*Work required:* Output every line of the data exactly as it appears.

*Data lines:*
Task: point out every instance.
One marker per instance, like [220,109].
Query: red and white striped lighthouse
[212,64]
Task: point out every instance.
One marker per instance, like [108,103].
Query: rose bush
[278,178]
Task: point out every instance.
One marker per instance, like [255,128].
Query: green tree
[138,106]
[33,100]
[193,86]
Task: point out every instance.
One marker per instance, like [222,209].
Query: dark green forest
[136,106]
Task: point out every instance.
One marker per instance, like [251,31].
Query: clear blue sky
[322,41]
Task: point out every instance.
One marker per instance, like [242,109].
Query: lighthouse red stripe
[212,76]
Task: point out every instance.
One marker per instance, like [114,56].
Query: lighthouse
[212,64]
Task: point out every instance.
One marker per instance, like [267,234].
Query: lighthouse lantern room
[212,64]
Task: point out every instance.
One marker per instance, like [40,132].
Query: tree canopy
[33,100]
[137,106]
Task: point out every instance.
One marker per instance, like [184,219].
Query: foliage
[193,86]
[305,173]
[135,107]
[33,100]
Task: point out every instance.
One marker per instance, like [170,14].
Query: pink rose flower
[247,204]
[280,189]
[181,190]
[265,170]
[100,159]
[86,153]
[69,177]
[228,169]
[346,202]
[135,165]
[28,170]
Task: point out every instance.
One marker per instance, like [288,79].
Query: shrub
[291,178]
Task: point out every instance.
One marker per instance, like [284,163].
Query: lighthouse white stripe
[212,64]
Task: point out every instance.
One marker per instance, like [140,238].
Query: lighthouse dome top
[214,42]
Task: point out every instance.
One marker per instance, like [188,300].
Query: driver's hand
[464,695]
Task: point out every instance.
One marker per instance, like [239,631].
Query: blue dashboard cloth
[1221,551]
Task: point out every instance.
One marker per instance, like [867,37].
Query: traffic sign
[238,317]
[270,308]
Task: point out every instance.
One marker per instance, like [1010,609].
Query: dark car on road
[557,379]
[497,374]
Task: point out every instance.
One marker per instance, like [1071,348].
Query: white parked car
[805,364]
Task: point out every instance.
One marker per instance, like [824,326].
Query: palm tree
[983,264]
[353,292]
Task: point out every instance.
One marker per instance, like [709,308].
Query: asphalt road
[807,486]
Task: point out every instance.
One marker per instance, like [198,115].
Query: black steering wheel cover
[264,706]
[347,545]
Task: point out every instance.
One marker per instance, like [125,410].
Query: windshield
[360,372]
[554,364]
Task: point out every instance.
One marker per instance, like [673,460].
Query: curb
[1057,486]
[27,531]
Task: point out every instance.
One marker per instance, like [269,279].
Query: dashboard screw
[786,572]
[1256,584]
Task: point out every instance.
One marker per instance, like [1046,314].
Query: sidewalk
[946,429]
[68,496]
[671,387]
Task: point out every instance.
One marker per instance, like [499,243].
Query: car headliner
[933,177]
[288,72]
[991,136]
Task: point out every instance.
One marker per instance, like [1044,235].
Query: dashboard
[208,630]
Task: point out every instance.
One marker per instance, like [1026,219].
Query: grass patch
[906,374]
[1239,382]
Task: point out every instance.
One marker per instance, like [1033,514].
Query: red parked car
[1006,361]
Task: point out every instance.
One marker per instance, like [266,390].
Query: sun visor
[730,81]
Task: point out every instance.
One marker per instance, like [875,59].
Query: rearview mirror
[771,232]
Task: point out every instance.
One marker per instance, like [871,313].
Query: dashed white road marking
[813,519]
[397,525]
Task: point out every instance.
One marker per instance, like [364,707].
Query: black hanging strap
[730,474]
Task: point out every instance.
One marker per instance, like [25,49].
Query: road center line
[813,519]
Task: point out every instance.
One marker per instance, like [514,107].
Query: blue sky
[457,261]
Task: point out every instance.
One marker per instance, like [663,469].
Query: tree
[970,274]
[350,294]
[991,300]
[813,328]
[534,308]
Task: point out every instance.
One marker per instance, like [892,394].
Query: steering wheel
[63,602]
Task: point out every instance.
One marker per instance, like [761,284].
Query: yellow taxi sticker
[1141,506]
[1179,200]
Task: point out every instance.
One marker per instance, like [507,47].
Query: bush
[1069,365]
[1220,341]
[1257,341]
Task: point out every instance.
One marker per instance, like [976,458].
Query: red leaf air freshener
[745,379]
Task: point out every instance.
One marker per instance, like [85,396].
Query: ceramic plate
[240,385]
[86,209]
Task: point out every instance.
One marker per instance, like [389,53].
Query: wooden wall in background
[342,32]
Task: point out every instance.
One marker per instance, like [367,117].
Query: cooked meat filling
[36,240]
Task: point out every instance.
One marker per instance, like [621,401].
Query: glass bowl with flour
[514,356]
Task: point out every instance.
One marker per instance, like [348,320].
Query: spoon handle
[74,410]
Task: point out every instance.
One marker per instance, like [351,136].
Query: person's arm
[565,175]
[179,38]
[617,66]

*Result for this task:*
Task: point out every instance.
One marker per instance, like [220,109].
Query: red and white striped lighthouse
[212,64]
Task: point out every instance.
One marker per instance, like [108,103].
Query: rose bush
[278,178]
Task: point out every instance.
One marker per instance, like [255,128].
Query: green tree
[138,106]
[33,100]
[193,86]
Task: point out every instance.
One marker per instance, like [222,209].
Query: dark green forest
[136,106]
Task: point out every instance.
One marker per instance, like [251,31].
Query: clear blue sky
[322,41]
Task: point out every instance.
One marker per instance, like [242,109].
Query: lighthouse red stripe
[212,76]
Task: point out every instance.
One marker per instance, like [114,56].
Query: lighthouse
[212,64]
Task: point out every instance.
One marker per instance, like [267,234].
Query: lighthouse lantern room
[212,64]
Task: point out every instance.
One marker per instance, like [40,132].
Query: tree canopy
[33,100]
[137,106]
Task: point out every instance.
One marker per instance, like [184,219].
Query: foliage
[193,86]
[305,173]
[135,107]
[33,100]
Task: point out every instance.
One marker per instance, like [170,14].
Query: pink rose flower
[247,204]
[280,189]
[181,190]
[265,170]
[100,159]
[86,153]
[69,177]
[228,169]
[346,202]
[135,165]
[28,170]
Task: point out every instance.
One marker per instance, like [288,79].
Query: shrub
[291,178]
Task: point out every instance.
One marker per instance, like [284,163].
Query: lighthouse white stripe
[212,64]
Task: point out every instance.
One marker per instance, like [140,238].
Query: lighthouse dome top
[214,42]
Task: point out every instance.
One marker per instance, like [188,300].
Query: driver's hand
[464,695]
Task: point out every instance.
One marker per instance, like [239,631].
Query: blue dashboard cloth
[1221,551]
Task: point out every instance.
One marker per instance, like [867,37].
Query: traffic sign
[238,317]
[270,308]
Task: point out every instance.
One marker per instance, like [1010,609].
Query: dark car on road
[557,379]
[497,374]
Task: point out every instance.
One marker per instance, like [1071,348].
Query: white parked car
[805,364]
Task: point out every instance.
One marker per instance, like [824,326].
Query: palm tree
[983,264]
[353,292]
Task: point out every instance.
One marker per instance, like [709,308].
Query: asphalt road
[807,486]
Task: point out every instance.
One marker per instance, like [198,115].
Query: black steering wheel cover
[264,706]
[347,545]
Task: point out every instance.
One marker per instance, like [125,410].
Query: windshield
[360,372]
[554,364]
Task: point out every instance.
One marker per instance, like [673,460].
Query: curb
[1057,486]
[27,531]
Task: point out every instance.
One marker per instance, like [269,279].
Query: dashboard screw
[786,572]
[1256,584]
Task: point out every instance.
One marker per instance, like [1046,314].
Query: sidewalk
[946,429]
[68,496]
[671,387]
Task: point out every instance.
One marker per instance, like [499,243].
Query: car headliner
[933,177]
[288,72]
[991,136]
Task: point out every instance.
One marker per instance, like [1044,235].
Query: dashboard
[208,630]
Task: point out every instance.
One marker per instance, like [1026,219].
Query: grass patch
[906,374]
[1239,382]
Task: point out every instance.
One marker per instance, like [1033,514].
Query: red parked car
[1006,361]
Task: point out every instance.
One marker per instance, like [266,390].
Query: sun visor
[730,81]
Task: point out every instance.
One marker per instance, like [875,59].
Query: rearview mirror
[771,232]
Task: point out every instance.
One marker per instance, like [871,313].
Query: dashed white road marking
[813,519]
[397,525]
Task: point out every instance.
One marker per instance, like [364,707].
Query: black hanging strap
[730,474]
Task: point out every instance.
One marker per instance, like [25,49].
Query: road center line
[813,519]
Task: point out every instance.
One marker per instance, like [514,107].
Query: blue sky
[457,261]
Task: point out every instance.
One marker per instance, like [663,469].
Query: tree
[970,274]
[350,294]
[991,300]
[813,328]
[534,308]
Task: point out every instance.
One marker per instance, like [892,394].
Query: steering wheel
[63,602]
Task: point out every instance.
One marker per instance, like [761,284].
Query: yellow taxi sticker
[1141,506]
[1179,200]
Task: point out every instance.
One marker per instance, like [507,47].
Query: bush
[1069,365]
[1220,341]
[1257,341]
Task: point out every instance.
One marker per instance, like [976,458].
Query: red leaf air freshener
[745,379]
Task: point out every instance.
One marker per instance, like [85,396].
Query: ceramic plate
[240,385]
[86,209]
Task: point out every instance.
One marker per instance, like [389,53].
Query: wooden wall in background
[342,32]
Task: point out every instance.
One marker per instance, like [367,117].
Query: cooked meat filling
[36,240]
Task: point out every instance.
One marker per instance, like [621,401].
Query: glass bowl with flour
[514,356]
Task: point out every instance.
One marker per instance, like [348,320].
Query: spoon handle
[74,410]
Task: point out every instance.
One marker per instance, like [351,136].
Query: person's arm
[565,175]
[179,38]
[617,66]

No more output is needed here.